(Objetivo do exercício): Devolva todas as linhas dos dados abaixo sem nenhuma alteração, deixando as imagens fora da resposta.

Itens de um conjunto de dados
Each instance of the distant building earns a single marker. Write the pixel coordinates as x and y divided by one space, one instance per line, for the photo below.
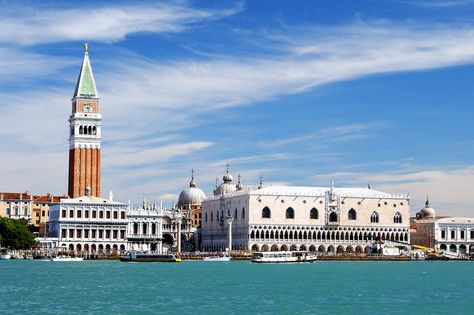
449 234
85 134
145 227
90 224
324 219
40 211
190 201
16 205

(Resolução do exercício):
Each instance of the distant building earns a single marker. Write the pixel coordinates as x and y divided by one space, one instance per line, for the photo below.
449 234
85 134
145 227
90 224
324 219
40 211
190 201
16 205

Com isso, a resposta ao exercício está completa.